─── Document passage
# Black Body Work

1. Oct 7, 2006

### The Bob

Hi all,

I hope everyone is well and that life is treating you all good.

I am going to be honest with my question and say that I have not tried to do it myself yet. I, unfortunately, do not have time now to try and then repost so I do hope you will all forgive me for just stating a question. I do intent to attempt it tonight incase I can do it but for safety sake I am going to ask here as well, as on inspection it does not look to simple.

I will also say that this is for a University problem set that I have to do so, in a way it is homework. If the Mentors wish to move the thread then please do so and let me know via the messaging service please.

The problem is this: I need to differentiate the formula for the Energy Density of a Black Body:

$$U(\nu) = \frac{8 \pi \nu^3 h}{c^3 (e^{\frac{h \nu}{kT}} - 1)}$$

So I need: $$\frac{dU}{d \nu} = 0$$

As I said, I have not attempted it but please assume I understand the main rules of A-leve Mathematics. Again, I apologise for not having attempted it but I am in a rush and really cannot do it before I go. I will attempt it tonight and report what I find tomorrow but it maybe too little too late.
──────
─── Data section
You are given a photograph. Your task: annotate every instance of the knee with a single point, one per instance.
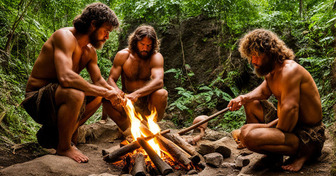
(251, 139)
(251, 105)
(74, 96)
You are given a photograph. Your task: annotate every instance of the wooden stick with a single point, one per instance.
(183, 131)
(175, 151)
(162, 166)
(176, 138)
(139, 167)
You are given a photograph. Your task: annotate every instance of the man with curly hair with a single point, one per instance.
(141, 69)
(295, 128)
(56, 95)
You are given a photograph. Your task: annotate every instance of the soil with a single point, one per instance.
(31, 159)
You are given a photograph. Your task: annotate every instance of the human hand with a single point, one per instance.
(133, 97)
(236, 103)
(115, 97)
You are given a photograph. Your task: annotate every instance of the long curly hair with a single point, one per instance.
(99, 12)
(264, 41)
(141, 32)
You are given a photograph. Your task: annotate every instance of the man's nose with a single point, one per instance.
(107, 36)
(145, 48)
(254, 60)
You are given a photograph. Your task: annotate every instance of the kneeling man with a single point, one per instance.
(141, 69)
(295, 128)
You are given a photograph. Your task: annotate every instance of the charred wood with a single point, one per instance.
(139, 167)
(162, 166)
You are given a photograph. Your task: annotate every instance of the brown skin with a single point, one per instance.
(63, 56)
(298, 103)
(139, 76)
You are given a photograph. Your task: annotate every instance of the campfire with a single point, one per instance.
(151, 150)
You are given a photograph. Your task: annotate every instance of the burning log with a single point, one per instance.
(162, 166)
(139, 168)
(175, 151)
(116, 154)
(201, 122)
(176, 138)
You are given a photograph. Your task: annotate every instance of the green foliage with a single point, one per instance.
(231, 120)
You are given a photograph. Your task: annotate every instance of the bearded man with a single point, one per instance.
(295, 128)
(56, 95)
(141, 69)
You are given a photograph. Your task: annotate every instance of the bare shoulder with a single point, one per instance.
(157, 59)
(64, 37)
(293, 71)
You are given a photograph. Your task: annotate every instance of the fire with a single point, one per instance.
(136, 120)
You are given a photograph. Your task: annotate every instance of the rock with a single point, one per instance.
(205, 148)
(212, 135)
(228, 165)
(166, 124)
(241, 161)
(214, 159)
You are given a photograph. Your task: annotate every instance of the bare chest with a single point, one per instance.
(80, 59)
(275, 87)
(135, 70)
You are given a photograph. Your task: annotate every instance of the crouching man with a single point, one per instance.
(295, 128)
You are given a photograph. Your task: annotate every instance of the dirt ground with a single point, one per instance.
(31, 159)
──────
* Brief A *
From the black body forum thread, copy the passage starting with "1. Oct 7, 2006" and going on through "messaging service please.".
* Brief B *
Continue the black body forum thread from where it stops.

* Right answer A *
1. Oct 7, 2006

### The Bob

Hi all,

I hope everyone is well and that life is treating you all good.

I am going to be honest with my question and say that I have not tried to do it myself yet. I, unfortunately, do not have time now to try and then repost so I do hope you will all forgive me for just stating a question. I do intent to attempt it tonight incase I can do it but for safety sake I am going to ask here as well, as on inspection it does not look to simple.

I will also say that this is for a University problem set that I have to do so, in a way it is homework. If the Mentors wish to move the thread then please do so and let me know via the messaging service please.

* Right answer B *
P.S. Please note that there is a h (for Planck's Constant) missing from the numberate of the equation and that dU by dv needs to equal 0, in the end. See next post.

Last edited: Oct 7, 2006
2. Oct 7, 2006

### The Bob

Correct equations

$$U(\nu) = \frac{8 \pi \nu^3 h}{c^3 (e^{\frac{h \nu}{kT}} - 1)}$$

and

$$\frac{dU}{d \nu} = 0$$

Cheers,

3. Oct 8, 2006

### The Bob

As promised, I attempted the differentiation myself last night.

I got to $$\frac{dU}{d \nu} = \frac{8 \pi h \nu^2}{c^3} \cdot \frac{e^{\frac{h \nu}{kT}}(3 - \frac{h \nu}{kT}) - 3}{e^{\frac{h \nu}{kT}(e^{\frac{h \nu}{kT} - 2) + 1}$$

but something tells me I did the differentiation wrong in the first place. I used the equation as a quotient but did nothing with the T, because it is a constant for different graphs but can be varied.

Can anyone shine a million watt torch's light on this problem please.

Cheers,

4. Oct 12, 2006

### The Bob

Don't worry about it guys. I solved it for low frequencies and had the correct magnitude. I also used Maple for a more accurate value.

Thanks for all the help.